- WRITTEN PROBLEM: Drop the pictures; give again exactly the lines from the one holding "If you could tag every instance of the purple" through the end of the data.
━━━━━ DATASET RECORDS
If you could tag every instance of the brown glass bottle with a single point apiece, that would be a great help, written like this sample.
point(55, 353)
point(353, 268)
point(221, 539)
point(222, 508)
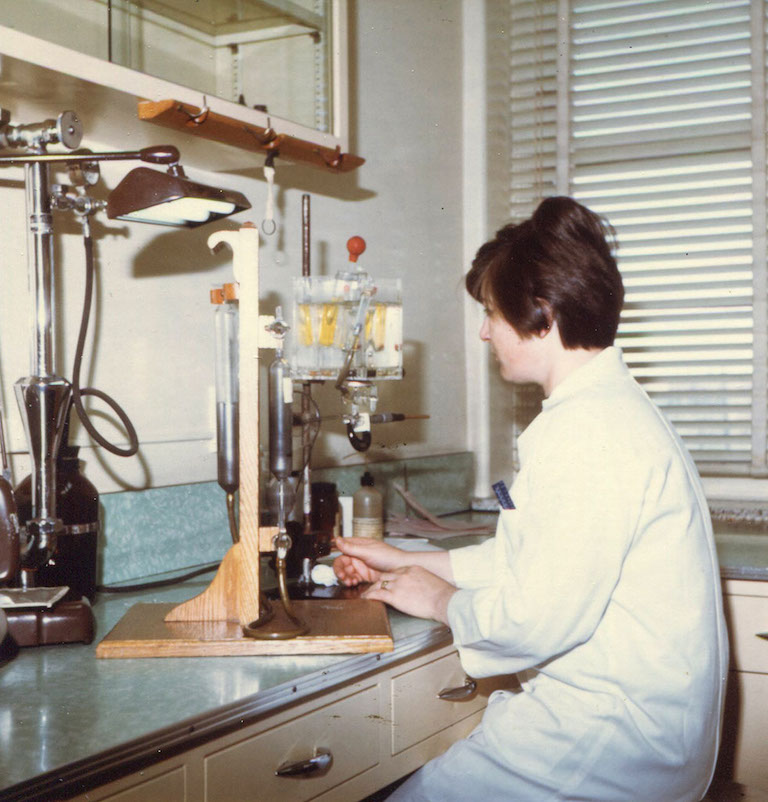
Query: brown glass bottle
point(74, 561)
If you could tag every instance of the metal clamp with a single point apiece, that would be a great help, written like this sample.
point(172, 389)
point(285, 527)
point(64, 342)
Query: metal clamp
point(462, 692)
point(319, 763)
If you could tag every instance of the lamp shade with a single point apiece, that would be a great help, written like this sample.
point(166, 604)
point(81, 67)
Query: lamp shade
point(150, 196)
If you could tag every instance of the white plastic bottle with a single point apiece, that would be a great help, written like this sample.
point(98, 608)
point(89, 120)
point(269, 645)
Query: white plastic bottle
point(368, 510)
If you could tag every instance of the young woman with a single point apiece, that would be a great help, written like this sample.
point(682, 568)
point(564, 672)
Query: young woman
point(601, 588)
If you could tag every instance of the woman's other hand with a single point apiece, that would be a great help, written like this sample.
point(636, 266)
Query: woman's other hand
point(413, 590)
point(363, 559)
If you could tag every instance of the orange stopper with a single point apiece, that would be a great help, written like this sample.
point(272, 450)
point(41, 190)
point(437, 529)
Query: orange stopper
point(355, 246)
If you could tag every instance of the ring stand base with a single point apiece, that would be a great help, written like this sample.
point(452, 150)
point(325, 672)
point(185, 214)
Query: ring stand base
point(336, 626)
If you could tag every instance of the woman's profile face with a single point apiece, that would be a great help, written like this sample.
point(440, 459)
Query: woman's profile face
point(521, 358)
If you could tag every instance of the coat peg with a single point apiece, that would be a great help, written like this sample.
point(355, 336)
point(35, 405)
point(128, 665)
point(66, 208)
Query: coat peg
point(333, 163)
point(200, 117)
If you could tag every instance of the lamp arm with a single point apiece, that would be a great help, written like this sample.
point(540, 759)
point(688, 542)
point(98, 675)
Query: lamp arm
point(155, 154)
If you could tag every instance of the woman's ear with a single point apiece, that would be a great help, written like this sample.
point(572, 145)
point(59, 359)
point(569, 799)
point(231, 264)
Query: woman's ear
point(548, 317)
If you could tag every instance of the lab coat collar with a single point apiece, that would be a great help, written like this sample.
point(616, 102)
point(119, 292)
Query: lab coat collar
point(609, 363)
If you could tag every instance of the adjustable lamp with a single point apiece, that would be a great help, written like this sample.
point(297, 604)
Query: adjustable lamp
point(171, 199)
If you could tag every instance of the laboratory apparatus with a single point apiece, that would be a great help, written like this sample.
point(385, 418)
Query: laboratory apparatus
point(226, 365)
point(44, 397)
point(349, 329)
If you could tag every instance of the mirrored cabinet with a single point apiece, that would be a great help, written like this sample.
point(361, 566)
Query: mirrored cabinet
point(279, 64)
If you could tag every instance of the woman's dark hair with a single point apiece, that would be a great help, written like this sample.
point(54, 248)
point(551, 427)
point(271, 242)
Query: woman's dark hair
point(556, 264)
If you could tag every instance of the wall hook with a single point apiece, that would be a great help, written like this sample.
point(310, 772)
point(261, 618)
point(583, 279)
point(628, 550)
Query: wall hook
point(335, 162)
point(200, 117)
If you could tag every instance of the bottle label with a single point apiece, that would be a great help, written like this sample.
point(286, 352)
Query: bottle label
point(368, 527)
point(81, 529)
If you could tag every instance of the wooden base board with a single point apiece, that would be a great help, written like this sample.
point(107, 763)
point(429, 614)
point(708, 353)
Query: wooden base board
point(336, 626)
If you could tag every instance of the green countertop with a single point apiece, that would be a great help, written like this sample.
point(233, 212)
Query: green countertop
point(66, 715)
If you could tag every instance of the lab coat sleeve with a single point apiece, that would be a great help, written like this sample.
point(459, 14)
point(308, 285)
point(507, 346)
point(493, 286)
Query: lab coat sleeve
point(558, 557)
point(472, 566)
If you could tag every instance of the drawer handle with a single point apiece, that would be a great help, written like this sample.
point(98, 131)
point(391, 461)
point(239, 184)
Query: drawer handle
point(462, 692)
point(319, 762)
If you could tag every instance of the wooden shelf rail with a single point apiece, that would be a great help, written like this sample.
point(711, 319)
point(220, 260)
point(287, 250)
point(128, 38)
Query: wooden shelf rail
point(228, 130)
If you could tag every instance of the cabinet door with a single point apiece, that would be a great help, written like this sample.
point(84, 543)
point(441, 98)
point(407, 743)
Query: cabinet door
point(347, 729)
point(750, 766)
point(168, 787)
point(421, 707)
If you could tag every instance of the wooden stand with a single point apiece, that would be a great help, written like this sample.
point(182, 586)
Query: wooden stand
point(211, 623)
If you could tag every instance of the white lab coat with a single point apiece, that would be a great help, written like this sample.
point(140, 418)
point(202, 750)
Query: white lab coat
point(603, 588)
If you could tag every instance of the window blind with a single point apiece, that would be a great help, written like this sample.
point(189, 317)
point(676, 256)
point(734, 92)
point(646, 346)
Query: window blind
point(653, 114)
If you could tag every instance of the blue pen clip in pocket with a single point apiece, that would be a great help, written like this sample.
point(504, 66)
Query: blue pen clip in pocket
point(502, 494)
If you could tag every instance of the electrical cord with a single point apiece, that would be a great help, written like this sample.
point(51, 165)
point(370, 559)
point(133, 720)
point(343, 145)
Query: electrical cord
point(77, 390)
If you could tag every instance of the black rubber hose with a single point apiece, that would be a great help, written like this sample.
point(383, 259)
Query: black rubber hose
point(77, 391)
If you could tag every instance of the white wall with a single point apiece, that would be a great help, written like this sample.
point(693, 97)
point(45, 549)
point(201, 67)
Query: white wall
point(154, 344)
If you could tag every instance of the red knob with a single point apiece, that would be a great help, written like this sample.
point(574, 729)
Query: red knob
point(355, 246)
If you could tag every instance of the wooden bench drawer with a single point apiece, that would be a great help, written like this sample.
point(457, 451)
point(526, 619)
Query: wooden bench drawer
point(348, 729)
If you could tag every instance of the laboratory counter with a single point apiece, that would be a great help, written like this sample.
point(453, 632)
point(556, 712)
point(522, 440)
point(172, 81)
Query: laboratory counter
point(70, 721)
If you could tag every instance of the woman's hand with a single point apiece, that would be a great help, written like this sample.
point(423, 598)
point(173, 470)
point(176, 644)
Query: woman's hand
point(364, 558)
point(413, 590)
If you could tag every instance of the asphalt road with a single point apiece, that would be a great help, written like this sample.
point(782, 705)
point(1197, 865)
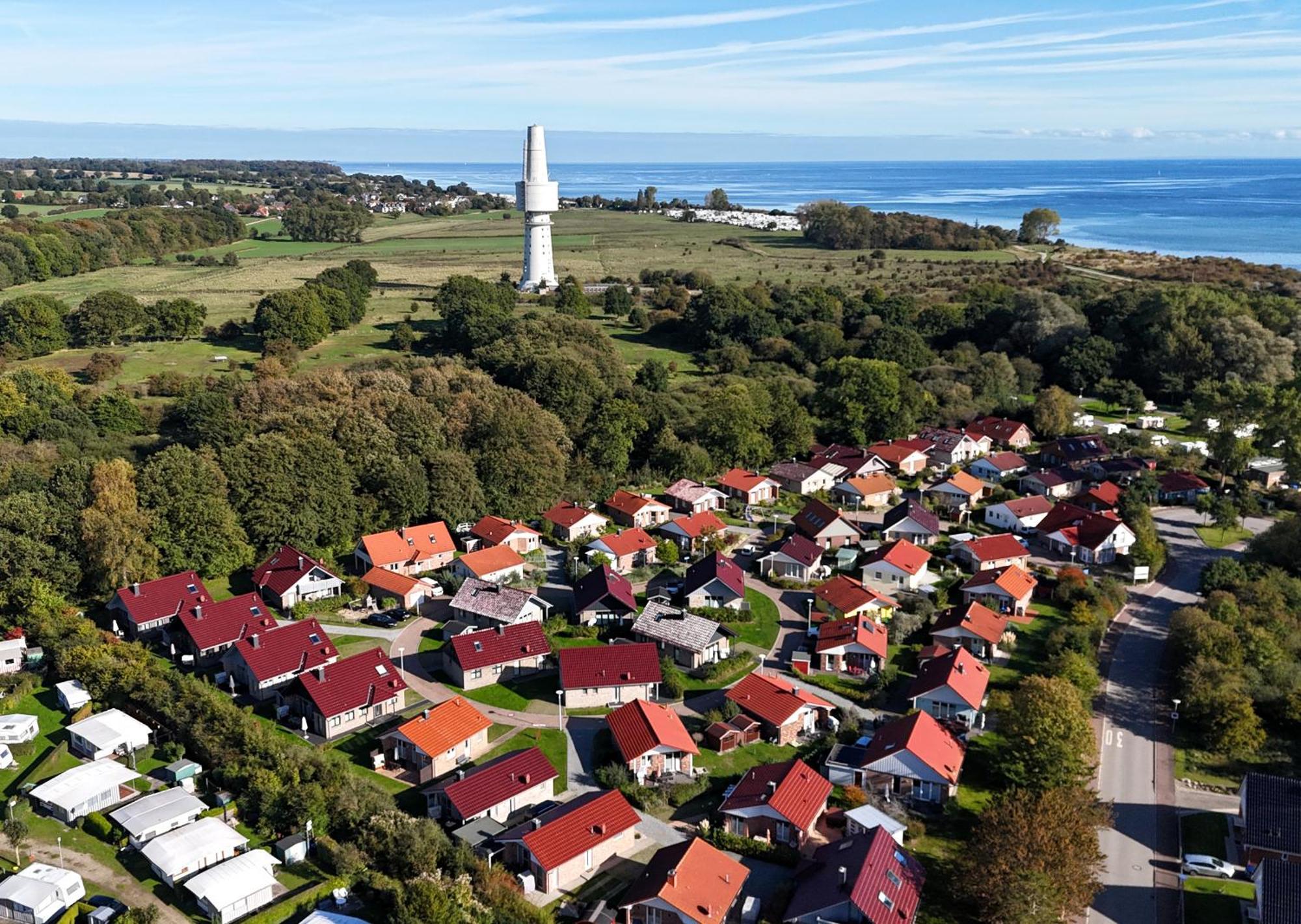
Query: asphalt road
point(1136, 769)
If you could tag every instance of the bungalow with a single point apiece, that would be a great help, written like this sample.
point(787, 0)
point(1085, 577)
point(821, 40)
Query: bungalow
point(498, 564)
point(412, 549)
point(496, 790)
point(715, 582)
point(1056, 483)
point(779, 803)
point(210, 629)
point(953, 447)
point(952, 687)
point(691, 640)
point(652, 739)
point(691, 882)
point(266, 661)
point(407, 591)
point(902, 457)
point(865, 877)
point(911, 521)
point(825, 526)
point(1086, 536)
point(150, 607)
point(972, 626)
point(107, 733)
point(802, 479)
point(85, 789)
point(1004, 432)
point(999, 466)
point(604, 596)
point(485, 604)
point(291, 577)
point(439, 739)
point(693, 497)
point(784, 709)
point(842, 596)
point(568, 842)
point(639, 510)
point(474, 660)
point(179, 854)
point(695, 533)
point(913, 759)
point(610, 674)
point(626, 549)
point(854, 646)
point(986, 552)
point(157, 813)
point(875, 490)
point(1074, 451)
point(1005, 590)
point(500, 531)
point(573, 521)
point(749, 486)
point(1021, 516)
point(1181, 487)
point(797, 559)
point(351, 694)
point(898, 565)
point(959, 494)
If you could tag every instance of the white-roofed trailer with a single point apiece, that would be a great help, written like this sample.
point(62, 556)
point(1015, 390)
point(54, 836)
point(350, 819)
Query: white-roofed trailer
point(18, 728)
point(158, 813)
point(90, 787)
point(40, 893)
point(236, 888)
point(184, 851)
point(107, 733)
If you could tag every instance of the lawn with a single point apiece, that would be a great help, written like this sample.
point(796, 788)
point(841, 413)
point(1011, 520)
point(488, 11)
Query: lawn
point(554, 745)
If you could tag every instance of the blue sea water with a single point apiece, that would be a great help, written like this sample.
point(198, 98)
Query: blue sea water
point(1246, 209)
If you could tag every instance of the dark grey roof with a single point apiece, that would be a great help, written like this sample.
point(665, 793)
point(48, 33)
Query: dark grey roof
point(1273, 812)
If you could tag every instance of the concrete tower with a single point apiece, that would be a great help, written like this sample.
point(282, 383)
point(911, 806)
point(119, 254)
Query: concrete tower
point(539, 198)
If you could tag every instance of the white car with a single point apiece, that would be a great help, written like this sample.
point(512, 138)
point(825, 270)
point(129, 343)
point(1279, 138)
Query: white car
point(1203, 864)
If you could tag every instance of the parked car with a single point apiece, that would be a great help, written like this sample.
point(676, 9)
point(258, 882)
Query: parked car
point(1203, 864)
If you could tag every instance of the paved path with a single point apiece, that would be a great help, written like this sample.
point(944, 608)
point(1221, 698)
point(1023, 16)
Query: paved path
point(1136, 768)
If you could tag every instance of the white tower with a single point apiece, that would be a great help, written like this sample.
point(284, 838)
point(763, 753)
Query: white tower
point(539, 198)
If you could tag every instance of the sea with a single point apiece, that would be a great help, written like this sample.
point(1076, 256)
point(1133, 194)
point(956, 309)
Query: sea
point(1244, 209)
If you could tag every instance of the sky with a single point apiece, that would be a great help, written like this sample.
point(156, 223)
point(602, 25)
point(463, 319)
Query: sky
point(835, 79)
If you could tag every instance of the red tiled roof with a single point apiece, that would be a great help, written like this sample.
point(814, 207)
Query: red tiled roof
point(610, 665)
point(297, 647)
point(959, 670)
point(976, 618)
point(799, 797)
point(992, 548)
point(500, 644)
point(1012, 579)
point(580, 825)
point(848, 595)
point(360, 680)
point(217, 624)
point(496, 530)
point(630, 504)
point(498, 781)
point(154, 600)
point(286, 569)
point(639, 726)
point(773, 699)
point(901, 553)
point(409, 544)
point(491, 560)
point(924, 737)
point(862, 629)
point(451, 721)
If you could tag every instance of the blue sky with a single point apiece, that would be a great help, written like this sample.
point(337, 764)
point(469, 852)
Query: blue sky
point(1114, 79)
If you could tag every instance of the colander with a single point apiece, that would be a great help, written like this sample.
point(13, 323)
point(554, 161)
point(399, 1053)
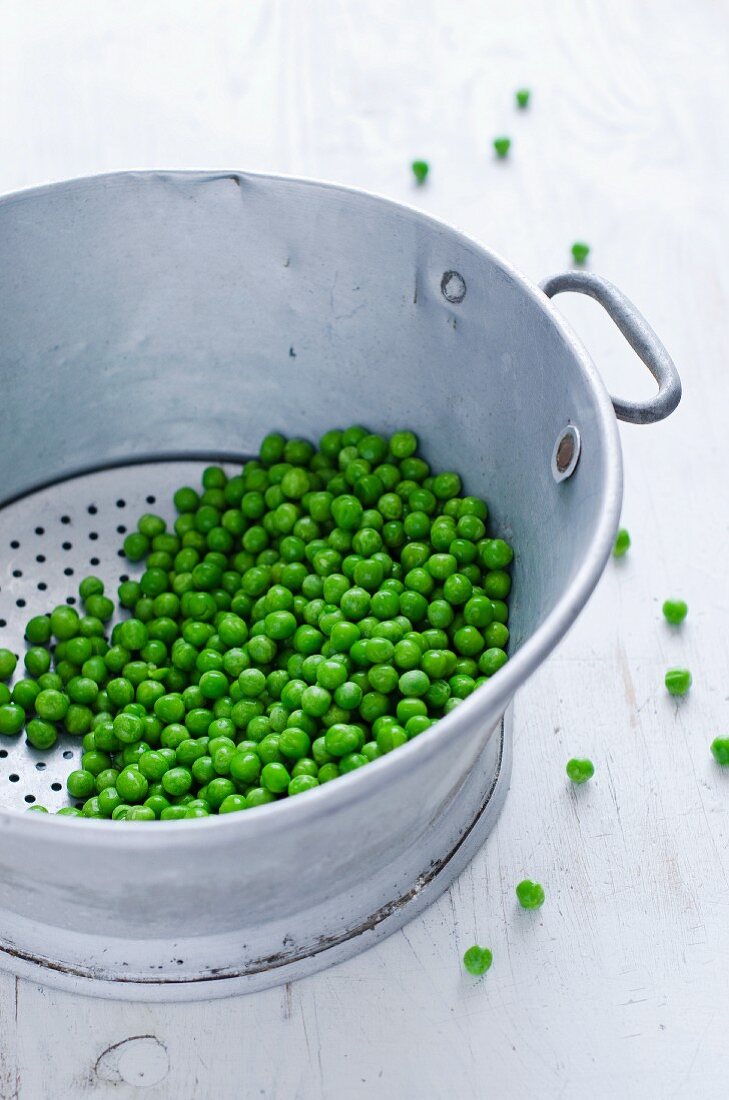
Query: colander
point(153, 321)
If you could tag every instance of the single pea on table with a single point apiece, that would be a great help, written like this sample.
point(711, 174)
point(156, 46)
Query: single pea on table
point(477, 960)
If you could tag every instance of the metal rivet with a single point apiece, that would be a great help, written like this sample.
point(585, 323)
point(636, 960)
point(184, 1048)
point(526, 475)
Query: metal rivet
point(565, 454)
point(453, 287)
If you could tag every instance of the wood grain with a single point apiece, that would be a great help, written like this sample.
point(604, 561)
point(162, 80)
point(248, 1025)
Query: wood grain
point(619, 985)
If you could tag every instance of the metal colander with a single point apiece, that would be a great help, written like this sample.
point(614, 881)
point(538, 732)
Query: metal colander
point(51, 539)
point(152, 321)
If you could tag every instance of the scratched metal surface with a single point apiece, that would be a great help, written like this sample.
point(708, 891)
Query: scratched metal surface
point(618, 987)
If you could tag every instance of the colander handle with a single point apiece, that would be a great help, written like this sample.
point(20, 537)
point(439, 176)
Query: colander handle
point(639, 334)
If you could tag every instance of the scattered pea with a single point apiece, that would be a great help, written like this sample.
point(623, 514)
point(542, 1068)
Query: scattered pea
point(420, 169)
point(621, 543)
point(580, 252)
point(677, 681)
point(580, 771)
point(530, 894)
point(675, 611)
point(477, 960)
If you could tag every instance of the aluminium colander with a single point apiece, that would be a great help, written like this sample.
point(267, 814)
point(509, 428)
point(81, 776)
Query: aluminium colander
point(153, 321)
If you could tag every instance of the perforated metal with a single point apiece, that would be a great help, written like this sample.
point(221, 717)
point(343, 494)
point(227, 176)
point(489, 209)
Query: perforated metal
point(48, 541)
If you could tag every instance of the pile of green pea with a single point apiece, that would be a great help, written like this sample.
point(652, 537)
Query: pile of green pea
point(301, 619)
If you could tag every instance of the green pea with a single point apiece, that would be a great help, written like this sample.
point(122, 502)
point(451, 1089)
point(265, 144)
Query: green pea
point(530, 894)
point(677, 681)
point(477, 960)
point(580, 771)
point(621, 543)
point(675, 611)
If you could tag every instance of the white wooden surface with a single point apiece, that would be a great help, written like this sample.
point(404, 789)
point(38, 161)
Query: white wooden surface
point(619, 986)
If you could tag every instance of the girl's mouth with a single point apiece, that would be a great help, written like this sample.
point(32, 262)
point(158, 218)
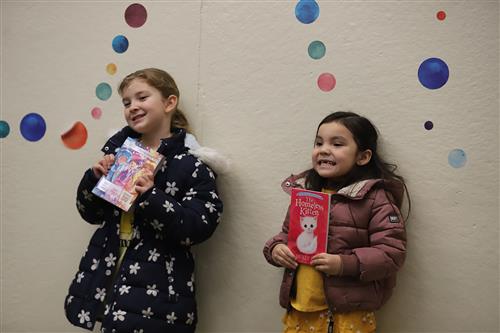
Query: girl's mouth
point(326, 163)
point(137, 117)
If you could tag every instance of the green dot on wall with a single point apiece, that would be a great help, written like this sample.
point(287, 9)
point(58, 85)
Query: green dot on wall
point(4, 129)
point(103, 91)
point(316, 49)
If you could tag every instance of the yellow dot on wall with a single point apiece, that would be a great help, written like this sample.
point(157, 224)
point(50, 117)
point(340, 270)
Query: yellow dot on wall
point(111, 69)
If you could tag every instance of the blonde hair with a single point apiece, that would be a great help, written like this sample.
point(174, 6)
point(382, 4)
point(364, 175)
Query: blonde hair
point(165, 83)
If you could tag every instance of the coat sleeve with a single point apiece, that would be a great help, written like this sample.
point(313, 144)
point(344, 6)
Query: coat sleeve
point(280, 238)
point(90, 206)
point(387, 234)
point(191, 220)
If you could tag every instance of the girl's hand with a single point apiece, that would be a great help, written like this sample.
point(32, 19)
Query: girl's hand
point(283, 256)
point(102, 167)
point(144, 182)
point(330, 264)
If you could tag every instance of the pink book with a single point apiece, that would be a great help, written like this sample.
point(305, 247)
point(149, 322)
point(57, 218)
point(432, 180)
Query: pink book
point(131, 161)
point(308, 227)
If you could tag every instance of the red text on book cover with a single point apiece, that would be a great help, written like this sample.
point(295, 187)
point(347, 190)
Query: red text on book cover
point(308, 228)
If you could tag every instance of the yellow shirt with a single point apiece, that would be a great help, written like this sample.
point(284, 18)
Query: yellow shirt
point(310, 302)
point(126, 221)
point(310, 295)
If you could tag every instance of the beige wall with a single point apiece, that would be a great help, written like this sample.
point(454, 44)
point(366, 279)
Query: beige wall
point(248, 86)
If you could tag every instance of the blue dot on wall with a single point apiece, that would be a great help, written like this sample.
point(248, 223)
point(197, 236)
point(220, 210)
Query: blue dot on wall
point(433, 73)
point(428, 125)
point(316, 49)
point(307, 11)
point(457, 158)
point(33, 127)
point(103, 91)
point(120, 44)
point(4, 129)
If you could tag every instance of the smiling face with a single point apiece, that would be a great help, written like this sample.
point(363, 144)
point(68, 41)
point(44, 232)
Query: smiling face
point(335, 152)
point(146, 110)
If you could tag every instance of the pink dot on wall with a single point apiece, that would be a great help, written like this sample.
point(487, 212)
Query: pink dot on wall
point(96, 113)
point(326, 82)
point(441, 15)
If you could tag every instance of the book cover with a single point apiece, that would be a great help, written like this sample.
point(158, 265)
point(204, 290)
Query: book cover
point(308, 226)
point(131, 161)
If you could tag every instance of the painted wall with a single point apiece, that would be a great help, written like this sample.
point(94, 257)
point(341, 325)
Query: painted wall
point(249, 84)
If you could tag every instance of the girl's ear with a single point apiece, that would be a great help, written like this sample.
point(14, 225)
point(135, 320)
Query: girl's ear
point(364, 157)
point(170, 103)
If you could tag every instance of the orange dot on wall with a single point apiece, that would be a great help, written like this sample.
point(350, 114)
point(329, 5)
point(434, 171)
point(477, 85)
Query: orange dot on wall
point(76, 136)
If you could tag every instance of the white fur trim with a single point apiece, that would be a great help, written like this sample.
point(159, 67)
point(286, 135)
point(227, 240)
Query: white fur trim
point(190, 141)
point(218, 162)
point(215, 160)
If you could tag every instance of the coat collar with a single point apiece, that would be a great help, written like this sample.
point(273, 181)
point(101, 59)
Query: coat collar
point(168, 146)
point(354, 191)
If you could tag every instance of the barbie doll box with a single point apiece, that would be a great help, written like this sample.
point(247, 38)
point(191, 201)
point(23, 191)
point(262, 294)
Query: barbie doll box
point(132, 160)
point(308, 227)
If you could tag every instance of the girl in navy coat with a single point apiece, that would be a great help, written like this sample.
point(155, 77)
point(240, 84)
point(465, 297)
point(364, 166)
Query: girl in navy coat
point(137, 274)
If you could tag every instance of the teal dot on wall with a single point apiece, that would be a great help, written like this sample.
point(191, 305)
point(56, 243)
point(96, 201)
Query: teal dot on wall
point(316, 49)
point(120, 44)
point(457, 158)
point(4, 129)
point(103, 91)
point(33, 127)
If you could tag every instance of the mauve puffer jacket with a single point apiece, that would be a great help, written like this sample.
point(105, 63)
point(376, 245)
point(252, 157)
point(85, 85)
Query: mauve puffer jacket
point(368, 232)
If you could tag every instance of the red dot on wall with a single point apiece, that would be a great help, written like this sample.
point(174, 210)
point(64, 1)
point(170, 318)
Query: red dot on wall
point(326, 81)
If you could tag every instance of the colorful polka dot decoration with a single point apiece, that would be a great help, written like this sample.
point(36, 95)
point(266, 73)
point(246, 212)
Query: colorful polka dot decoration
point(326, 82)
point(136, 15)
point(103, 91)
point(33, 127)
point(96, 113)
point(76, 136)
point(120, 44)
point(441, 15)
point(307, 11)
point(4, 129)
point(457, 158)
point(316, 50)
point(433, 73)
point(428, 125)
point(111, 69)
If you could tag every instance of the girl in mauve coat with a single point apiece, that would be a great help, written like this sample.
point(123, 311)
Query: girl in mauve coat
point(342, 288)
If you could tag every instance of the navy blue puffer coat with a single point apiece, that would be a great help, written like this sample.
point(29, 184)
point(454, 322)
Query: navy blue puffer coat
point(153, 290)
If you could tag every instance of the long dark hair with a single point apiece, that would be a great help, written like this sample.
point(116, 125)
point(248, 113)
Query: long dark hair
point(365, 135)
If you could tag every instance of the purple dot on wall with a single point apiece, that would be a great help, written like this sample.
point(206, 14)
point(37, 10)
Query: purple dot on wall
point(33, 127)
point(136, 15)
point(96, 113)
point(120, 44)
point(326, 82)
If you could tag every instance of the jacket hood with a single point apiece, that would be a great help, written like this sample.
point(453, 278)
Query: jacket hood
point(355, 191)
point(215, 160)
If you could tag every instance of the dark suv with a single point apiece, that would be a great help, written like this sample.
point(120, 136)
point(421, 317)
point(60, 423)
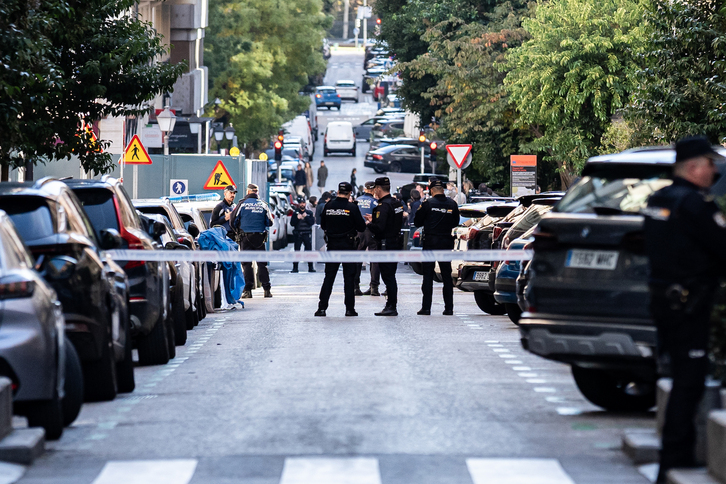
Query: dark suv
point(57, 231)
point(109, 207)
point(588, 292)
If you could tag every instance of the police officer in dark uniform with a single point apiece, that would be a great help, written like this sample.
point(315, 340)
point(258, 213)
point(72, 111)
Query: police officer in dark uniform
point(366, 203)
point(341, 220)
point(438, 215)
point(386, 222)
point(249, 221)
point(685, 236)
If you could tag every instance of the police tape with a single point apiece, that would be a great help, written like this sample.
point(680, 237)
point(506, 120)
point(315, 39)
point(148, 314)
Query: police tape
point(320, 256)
━━━━━━━━━━
- THE SOLUTION:
If you could tag every instance of the purple dot on wall with a single point apiece, that would be a great help, written like this sample.
point(206, 14)
point(37, 10)
Query: purple dot on wall
point(33, 127)
point(136, 15)
point(96, 113)
point(120, 44)
point(326, 82)
If you could tag every instance of the jacket hood with a single point apiece, that would be a great help, written like this sample.
point(453, 278)
Query: jacket hood
point(355, 191)
point(215, 160)
If you could tag every instance of the dark suv with a single point apiece, that would be a great help, written like this sample.
point(120, 136)
point(421, 317)
point(60, 423)
Query: dark suv
point(57, 231)
point(109, 207)
point(588, 292)
If you could tag every instance of the police officer in dark uniform with a single point apiece, that would be a great help, written like this sample.
point(315, 340)
point(258, 213)
point(72, 111)
Query: police officer in dark uniform
point(366, 203)
point(341, 220)
point(438, 215)
point(386, 222)
point(249, 221)
point(685, 236)
If you could tag every instance of the police tape with a single point apiece, that would be a great help, written like this sample.
point(680, 237)
point(506, 120)
point(315, 39)
point(148, 314)
Query: police tape
point(320, 256)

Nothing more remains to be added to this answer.